MATERIALS PROVIDED Start Marker
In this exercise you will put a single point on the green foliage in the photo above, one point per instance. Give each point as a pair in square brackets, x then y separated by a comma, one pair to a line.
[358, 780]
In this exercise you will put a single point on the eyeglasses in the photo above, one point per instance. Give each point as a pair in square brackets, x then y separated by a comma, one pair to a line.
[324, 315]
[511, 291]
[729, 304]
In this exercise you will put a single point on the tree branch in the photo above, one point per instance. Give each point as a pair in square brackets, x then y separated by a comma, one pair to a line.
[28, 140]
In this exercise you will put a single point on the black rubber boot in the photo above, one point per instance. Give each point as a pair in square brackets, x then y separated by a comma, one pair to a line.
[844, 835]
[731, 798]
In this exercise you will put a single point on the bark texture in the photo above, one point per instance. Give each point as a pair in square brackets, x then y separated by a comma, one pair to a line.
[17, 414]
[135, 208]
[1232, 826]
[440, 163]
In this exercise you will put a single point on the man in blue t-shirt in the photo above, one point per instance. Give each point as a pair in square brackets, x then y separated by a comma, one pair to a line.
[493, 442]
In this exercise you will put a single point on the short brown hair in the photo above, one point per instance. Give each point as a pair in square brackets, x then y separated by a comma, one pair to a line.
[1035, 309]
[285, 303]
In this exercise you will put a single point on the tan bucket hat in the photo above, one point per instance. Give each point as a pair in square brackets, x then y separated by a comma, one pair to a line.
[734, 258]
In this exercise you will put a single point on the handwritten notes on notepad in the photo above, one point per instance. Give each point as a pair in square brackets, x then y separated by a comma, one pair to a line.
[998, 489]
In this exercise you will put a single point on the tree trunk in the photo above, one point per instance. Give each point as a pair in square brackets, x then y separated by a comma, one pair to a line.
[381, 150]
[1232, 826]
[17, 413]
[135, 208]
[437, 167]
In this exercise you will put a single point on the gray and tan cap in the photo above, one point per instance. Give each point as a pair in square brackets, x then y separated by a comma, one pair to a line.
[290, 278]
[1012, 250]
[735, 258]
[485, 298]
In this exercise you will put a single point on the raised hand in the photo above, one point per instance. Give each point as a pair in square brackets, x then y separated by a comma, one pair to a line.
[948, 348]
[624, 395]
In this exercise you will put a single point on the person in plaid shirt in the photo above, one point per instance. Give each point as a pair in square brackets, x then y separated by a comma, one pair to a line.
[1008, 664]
MATERIALS PROVIDED End Marker
__WORK ITEM__
From the line containing "the tree trunk" to the last line of the material, please quote every line exactly and only those.

__RESPONSE TO THE TASK__
In this exercise you will put a single point on the tree trunk in the photo above, one point per instance. Give each point as a pair in square brackets, x then y separated by a comma, one pair to a line.
[381, 150]
[1232, 826]
[17, 413]
[135, 208]
[437, 167]
In this exercise you will put a single point on the gray and tan cap in the photo above, one point per instance. Give each point as a pair in square brackets, x then y separated by a comma, one pair to a line.
[290, 278]
[1012, 250]
[735, 258]
[485, 298]
In this exercise you will put a single point on the raised hand in the photo above, one point per instance. Give each point as a pair in square brackets, x then y separated by a comma, one pair to a line.
[948, 348]
[624, 395]
In this exercise you will put a single point on the person in plaid shirt in the photo above, one point per instance. Give each point as a pair in square brackets, x then y separated by a comma, one pair to a line.
[1008, 664]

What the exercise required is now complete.